DESCRIÇÃO DA TAREFA
Diga quantas linhas do material abaixo contêm a palavra "white". Responda só com o número.

MATERIAL APRESENTADO
▼▼▼
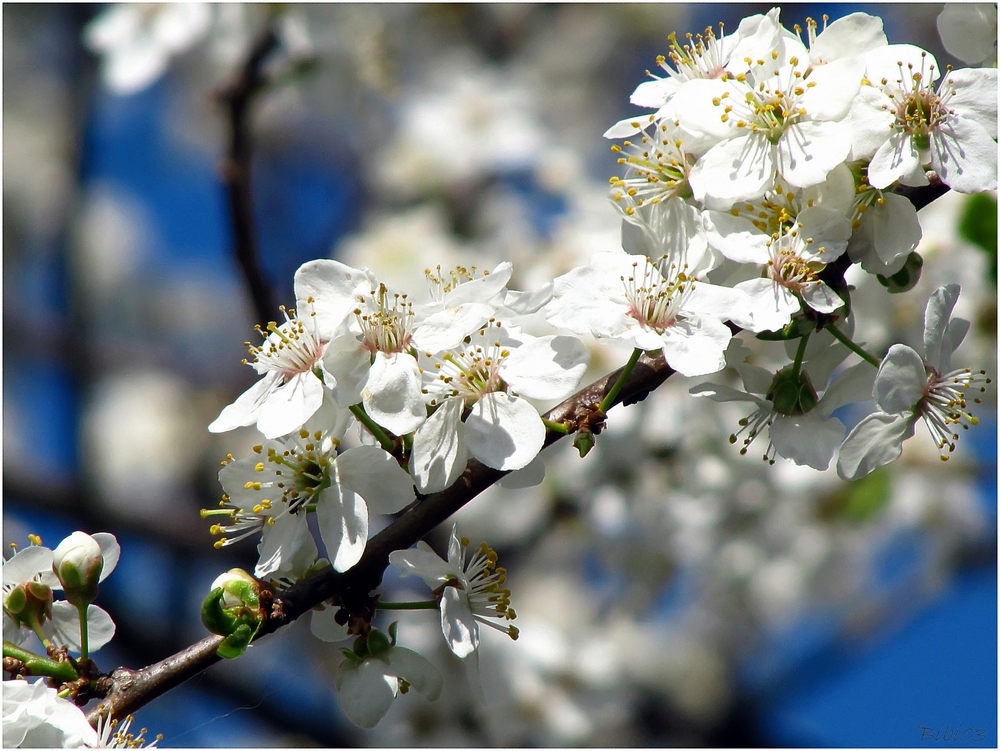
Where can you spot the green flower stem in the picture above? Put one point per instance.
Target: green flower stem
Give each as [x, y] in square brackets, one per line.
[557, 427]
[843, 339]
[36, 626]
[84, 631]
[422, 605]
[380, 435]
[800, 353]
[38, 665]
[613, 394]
▲▲▲
▼▼▼
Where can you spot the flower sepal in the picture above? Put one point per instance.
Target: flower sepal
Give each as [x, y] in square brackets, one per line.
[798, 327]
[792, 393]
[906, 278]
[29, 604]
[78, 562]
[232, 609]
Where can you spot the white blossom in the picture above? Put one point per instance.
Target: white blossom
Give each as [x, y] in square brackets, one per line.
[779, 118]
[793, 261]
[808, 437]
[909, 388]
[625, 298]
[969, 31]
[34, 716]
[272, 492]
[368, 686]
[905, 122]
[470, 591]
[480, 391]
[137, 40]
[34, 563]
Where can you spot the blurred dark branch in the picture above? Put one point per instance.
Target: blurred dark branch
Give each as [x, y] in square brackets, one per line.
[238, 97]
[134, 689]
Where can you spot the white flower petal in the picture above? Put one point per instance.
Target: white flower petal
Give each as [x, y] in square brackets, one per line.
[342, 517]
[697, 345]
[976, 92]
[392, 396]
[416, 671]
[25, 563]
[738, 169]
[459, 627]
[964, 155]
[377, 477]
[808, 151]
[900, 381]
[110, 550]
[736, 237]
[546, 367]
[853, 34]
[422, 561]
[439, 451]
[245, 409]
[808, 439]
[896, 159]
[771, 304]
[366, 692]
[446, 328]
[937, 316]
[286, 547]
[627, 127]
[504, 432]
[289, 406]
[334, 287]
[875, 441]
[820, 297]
▲▲▲
EXERCÍCIO RESOLVIDO
4